+++ Exercise input

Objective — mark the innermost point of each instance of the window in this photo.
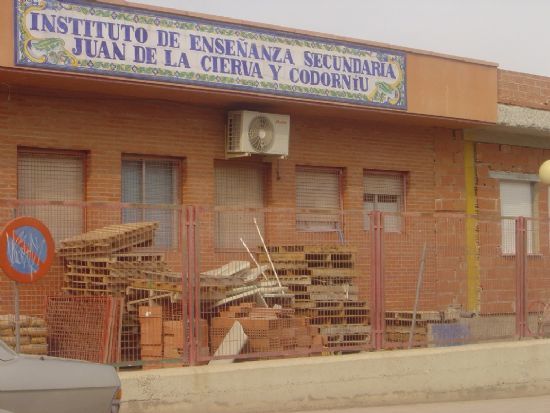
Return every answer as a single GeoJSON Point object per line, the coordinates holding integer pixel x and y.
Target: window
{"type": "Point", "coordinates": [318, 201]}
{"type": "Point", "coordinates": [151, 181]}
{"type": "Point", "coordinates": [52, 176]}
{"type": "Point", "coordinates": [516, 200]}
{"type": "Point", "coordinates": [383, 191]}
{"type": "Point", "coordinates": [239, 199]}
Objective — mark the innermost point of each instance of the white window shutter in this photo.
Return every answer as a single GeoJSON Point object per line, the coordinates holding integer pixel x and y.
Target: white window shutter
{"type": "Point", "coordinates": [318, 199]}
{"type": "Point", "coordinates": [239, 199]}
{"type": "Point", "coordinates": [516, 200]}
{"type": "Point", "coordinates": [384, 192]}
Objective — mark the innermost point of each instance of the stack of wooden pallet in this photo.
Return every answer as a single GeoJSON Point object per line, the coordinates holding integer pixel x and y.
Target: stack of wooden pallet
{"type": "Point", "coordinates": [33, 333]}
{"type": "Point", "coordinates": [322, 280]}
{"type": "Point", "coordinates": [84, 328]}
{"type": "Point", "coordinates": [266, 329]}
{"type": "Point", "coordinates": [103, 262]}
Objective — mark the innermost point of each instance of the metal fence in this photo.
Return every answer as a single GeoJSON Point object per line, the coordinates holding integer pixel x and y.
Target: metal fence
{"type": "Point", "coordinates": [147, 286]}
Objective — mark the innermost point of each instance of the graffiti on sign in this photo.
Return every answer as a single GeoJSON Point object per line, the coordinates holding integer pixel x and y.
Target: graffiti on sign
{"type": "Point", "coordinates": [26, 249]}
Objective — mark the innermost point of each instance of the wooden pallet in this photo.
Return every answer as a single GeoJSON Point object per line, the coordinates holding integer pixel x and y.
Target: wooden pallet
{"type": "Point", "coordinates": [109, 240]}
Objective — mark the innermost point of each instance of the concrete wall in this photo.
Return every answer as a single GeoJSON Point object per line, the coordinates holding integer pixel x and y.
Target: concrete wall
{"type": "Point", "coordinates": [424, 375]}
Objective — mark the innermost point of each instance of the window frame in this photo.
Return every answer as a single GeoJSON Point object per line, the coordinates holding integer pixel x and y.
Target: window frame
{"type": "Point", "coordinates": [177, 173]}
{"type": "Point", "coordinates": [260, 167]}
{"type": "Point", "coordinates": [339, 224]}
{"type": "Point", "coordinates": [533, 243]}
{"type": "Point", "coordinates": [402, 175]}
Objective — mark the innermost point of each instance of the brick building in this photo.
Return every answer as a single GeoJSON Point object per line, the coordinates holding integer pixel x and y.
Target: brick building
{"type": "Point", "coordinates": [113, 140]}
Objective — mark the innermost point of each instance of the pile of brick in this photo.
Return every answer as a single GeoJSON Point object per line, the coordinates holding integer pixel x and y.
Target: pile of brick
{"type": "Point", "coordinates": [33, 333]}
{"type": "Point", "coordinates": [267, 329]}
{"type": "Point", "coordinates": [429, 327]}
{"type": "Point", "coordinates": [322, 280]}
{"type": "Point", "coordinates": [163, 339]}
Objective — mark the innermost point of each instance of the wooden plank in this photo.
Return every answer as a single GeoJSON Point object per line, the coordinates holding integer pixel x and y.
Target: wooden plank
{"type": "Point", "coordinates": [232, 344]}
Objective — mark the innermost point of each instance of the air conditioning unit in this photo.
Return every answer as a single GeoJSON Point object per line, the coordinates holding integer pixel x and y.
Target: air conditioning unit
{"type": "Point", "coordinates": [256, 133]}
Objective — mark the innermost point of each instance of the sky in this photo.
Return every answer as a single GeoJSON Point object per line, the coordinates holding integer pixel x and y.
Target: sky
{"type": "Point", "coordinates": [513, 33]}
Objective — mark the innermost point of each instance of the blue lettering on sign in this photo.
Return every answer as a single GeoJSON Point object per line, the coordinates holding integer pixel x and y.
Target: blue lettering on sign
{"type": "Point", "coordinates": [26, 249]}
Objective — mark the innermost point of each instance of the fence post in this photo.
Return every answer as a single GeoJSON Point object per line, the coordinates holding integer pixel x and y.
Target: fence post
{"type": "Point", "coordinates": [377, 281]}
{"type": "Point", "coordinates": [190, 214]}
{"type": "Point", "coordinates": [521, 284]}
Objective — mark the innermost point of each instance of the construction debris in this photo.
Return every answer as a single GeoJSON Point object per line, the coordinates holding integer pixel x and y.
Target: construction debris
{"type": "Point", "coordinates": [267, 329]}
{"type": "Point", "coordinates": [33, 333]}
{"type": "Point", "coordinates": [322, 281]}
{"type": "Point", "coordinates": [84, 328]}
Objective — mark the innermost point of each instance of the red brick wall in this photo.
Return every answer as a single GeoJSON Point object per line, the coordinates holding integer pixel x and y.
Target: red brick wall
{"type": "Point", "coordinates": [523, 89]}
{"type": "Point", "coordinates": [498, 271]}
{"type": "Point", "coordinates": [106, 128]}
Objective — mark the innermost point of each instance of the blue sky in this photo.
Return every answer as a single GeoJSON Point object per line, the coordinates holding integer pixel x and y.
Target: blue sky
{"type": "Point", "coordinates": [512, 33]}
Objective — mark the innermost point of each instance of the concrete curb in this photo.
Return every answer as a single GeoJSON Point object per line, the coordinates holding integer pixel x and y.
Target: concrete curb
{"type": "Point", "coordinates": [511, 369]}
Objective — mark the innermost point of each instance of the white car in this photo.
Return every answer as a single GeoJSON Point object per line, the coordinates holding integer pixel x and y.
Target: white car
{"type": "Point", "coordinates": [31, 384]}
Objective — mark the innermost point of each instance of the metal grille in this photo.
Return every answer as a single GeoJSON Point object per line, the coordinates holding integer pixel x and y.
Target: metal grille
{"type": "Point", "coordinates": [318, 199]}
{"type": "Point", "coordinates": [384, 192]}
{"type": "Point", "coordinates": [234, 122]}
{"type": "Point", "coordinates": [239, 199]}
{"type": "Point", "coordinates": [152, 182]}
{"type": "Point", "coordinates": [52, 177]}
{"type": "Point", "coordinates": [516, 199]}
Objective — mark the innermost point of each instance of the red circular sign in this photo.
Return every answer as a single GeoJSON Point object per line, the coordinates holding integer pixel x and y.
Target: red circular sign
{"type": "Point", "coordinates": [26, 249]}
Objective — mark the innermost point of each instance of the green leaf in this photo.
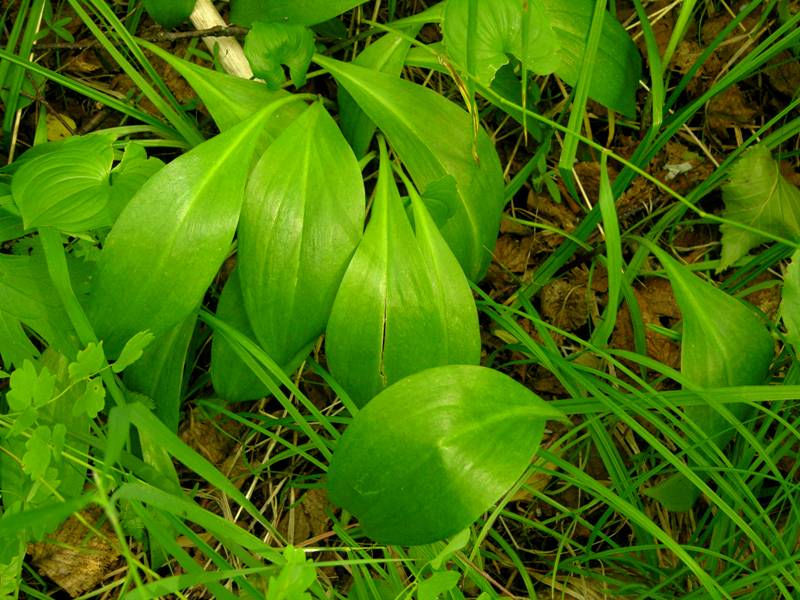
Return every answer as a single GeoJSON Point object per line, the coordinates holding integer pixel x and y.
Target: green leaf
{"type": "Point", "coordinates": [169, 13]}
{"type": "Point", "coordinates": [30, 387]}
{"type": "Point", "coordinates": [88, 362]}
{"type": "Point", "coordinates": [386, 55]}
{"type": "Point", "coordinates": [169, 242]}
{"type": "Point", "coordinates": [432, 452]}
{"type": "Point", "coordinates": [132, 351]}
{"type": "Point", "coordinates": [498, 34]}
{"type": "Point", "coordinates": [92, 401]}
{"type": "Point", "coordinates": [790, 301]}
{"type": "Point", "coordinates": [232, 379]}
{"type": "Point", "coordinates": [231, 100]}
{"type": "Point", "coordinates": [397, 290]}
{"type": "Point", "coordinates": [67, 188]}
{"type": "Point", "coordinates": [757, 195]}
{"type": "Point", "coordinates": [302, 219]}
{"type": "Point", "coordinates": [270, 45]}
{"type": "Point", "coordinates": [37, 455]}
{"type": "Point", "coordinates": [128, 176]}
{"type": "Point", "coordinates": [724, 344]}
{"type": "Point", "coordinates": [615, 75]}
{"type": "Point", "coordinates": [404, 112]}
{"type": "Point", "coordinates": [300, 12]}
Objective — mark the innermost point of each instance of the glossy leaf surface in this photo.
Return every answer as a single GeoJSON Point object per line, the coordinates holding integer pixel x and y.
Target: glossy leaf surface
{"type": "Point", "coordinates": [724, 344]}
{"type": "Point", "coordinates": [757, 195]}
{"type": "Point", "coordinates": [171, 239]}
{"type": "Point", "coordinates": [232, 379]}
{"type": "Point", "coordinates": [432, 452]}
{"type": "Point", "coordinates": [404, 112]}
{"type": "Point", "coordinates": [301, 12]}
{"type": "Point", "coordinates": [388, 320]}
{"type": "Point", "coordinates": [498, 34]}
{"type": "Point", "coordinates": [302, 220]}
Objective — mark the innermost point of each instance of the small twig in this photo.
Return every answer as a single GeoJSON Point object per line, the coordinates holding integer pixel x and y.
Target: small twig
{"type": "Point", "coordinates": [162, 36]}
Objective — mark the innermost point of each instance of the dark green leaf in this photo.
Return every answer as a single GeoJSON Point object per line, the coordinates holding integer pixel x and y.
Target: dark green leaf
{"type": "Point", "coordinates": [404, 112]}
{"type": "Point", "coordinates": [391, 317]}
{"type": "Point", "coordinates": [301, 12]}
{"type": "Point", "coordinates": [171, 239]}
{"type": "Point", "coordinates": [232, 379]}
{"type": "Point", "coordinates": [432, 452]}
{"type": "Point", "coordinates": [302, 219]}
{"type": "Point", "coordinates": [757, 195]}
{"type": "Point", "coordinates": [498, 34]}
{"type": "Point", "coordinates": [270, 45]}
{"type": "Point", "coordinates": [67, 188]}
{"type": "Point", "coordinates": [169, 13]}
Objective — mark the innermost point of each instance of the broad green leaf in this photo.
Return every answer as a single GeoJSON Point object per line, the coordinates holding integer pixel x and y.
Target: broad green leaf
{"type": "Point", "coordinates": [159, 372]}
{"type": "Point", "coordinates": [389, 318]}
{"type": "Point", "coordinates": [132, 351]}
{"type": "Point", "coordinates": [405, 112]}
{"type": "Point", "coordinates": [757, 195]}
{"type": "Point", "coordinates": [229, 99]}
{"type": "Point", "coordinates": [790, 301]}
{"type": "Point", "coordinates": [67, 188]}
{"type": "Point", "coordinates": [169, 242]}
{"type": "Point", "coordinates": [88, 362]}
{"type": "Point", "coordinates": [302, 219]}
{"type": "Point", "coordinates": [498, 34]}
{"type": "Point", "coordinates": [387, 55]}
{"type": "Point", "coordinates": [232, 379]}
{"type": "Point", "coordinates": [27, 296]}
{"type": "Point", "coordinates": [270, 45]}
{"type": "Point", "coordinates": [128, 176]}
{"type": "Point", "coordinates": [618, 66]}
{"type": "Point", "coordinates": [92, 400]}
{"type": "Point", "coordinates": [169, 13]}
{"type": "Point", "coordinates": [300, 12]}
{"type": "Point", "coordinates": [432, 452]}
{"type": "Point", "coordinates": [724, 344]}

++++++

The required output is the exact sequence of lines from the one containing "broad green leaf in this photo." through the end of the listing, both endpoints included.

Objective — mark the innermost point of each instance of the broad green leaf in this photo.
Return every answer as a single GeoJSON Point object per line, the coordinates holding integer pixel x and y.
Target: broad green leaf
{"type": "Point", "coordinates": [159, 372]}
{"type": "Point", "coordinates": [389, 318]}
{"type": "Point", "coordinates": [132, 351]}
{"type": "Point", "coordinates": [405, 112]}
{"type": "Point", "coordinates": [757, 195]}
{"type": "Point", "coordinates": [229, 99]}
{"type": "Point", "coordinates": [790, 301]}
{"type": "Point", "coordinates": [67, 188]}
{"type": "Point", "coordinates": [169, 242]}
{"type": "Point", "coordinates": [88, 362]}
{"type": "Point", "coordinates": [302, 219]}
{"type": "Point", "coordinates": [498, 34]}
{"type": "Point", "coordinates": [387, 55]}
{"type": "Point", "coordinates": [232, 379]}
{"type": "Point", "coordinates": [27, 296]}
{"type": "Point", "coordinates": [270, 45]}
{"type": "Point", "coordinates": [128, 176]}
{"type": "Point", "coordinates": [618, 66]}
{"type": "Point", "coordinates": [92, 400]}
{"type": "Point", "coordinates": [169, 13]}
{"type": "Point", "coordinates": [300, 12]}
{"type": "Point", "coordinates": [432, 452]}
{"type": "Point", "coordinates": [724, 344]}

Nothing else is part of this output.